▶ _Task statement_
Answer these from the issue comment:
1. What issue number is the comment posted on?
2. On what date was it posted?
3. In which language does the comment say ParamMap is a class?

You are viewing a plain text version of this content. The canonical link for it is here.

Posted to issues@spark.apache.org by "Joseph K. Bradley (JIRA)" <ji...@apache.org> on 2015/05/07 04:42:59 UTC

[jira] [Commented] (SPARK-7407) Use uid and param name to identify a parameter instead of the param object

    [ https://issues.apache.org/jira/browse/SPARK-7407?page=com.atlassian.jira.plugin.system.issuetabpanels:comment-tabpanel&focusedCommentId=14531898#comment-14531898 ] 

Joseph K. Bradley commented on SPARK-7407:
------------------------------------------

I hope we can make this change without changing the user-facing API.  That seems very doable for Scala, where ParamMap is a class.  It sounds harder for Python.  Should we make it a class there too?

▶ _Available data_
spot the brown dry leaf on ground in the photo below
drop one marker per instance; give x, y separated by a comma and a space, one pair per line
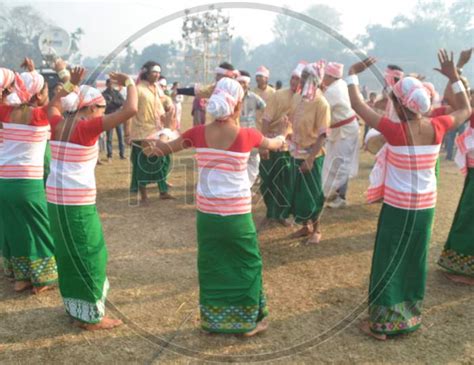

▶ _The result_
1. SPARK-7407
2. 2015/05/07
3. Scala